▸ **Exercise requirements**: Reproduce the following data word for word, line by line.

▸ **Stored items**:
***

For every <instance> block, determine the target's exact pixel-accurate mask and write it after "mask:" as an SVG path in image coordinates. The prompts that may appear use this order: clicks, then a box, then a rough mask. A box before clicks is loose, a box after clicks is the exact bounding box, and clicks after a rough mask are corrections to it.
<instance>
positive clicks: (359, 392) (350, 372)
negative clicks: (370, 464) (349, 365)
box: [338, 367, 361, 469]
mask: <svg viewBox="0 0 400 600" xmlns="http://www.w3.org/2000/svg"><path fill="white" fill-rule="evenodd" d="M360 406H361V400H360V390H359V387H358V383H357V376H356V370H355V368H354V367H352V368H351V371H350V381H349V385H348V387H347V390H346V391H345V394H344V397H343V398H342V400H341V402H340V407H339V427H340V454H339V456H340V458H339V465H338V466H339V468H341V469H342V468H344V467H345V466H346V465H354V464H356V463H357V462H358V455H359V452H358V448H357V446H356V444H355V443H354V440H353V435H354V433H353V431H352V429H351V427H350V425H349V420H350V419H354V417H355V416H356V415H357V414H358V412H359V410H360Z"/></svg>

***

▸ **Exercise response**:
For every <instance> block, determine the target's exact pixel-accurate mask and write it after "mask:" as an SVG path in image coordinates. The prompts that may appear use this order: clicks, then a box, then a rough mask. A box before clicks is loose, a box after clicks is the exact bounding box, and clicks after a rough mask are corrections to it.
<instance>
positive clicks: (359, 392) (350, 372)
negative clicks: (370, 464) (349, 365)
box: [338, 367, 361, 469]
mask: <svg viewBox="0 0 400 600" xmlns="http://www.w3.org/2000/svg"><path fill="white" fill-rule="evenodd" d="M360 406H361V400H360V390H359V387H358V383H357V376H356V370H355V368H354V367H352V368H351V371H350V381H349V385H348V387H347V390H346V391H345V394H344V397H343V398H342V400H341V402H340V407H339V427H340V454H339V456H340V458H339V465H338V466H339V468H341V469H342V468H344V467H345V466H346V465H354V464H356V463H357V462H358V455H359V452H358V448H357V446H356V444H355V443H354V440H353V435H354V433H353V431H352V429H351V427H350V425H349V420H350V419H354V417H355V416H356V415H357V414H358V412H359V410H360Z"/></svg>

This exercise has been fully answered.